> [Provided information]
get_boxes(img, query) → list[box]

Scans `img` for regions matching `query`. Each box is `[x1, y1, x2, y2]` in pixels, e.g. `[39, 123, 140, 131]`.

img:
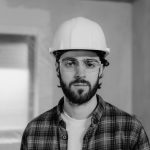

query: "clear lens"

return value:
[60, 58, 101, 72]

> [Aim of the task]
Write out the lines above word for word, without the picture.

> [Correct answer]
get_boxes(img, query) → list[box]

Scans `img` for regions matching `query`. Each box is `[x1, y1, x2, y2]` in pixels, e.g. `[39, 123, 140, 131]`.

img:

query: "clear lens"

return value:
[60, 58, 101, 72]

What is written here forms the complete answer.